>> Start Input

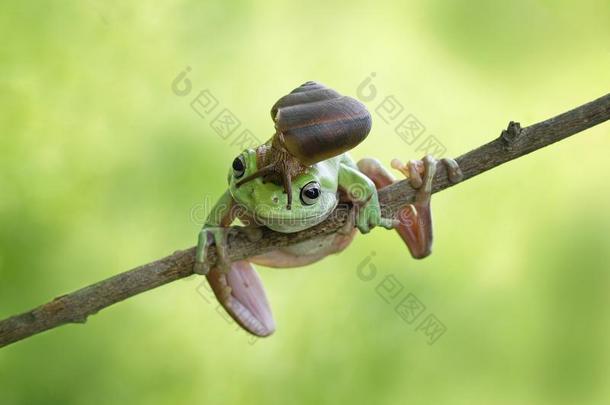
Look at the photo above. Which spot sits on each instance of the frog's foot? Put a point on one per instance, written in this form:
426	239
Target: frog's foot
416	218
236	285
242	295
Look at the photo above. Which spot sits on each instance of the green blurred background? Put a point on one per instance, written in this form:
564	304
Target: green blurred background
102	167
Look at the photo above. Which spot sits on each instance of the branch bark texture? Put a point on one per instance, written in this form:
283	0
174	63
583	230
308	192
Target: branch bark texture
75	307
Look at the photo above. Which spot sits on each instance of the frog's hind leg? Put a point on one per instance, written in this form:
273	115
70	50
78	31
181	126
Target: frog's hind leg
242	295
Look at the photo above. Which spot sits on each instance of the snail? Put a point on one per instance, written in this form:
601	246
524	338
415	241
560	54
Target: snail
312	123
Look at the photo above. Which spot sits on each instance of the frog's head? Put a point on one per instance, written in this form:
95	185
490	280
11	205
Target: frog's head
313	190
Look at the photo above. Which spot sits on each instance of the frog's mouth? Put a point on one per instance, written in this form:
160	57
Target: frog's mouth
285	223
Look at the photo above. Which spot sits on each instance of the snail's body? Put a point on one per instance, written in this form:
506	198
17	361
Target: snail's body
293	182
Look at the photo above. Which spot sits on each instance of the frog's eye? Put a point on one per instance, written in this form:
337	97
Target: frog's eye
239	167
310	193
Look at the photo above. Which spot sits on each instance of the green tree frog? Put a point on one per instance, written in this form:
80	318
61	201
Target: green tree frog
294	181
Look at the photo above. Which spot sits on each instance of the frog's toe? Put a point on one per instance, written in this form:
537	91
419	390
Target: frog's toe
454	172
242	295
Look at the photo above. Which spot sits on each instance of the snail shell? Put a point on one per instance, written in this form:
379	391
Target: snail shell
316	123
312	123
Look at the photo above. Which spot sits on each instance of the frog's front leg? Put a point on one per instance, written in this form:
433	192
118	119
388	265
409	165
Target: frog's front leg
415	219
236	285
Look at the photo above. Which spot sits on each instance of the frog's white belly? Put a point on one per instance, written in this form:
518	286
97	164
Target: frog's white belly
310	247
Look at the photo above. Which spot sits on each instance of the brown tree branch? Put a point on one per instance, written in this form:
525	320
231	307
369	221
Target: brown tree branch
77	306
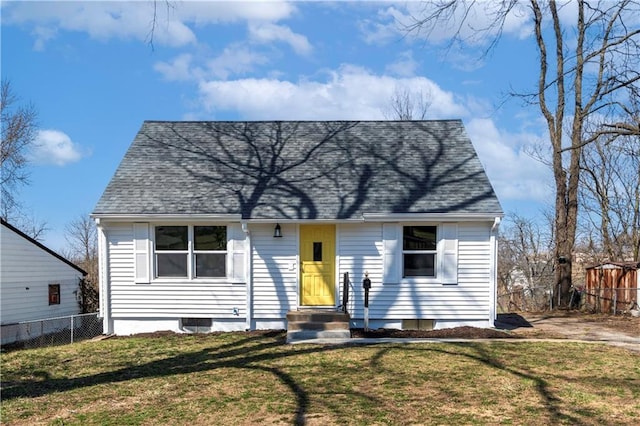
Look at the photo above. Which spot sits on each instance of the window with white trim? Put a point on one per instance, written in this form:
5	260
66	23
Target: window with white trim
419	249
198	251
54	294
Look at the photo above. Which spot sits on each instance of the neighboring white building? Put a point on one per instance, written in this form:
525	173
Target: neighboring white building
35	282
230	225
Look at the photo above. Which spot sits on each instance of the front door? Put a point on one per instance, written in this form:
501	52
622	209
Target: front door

>> End Input

In the material from the line with "of the front" through the end, change "front door" to "main entrance" and write those lines out again with nothing else altered.

> [Output for this task]
Look at the photo above. Which spot sits on each instance of the main entrance? Put a point on one per instance, written in this form:
501	52
622	209
Target: main entrance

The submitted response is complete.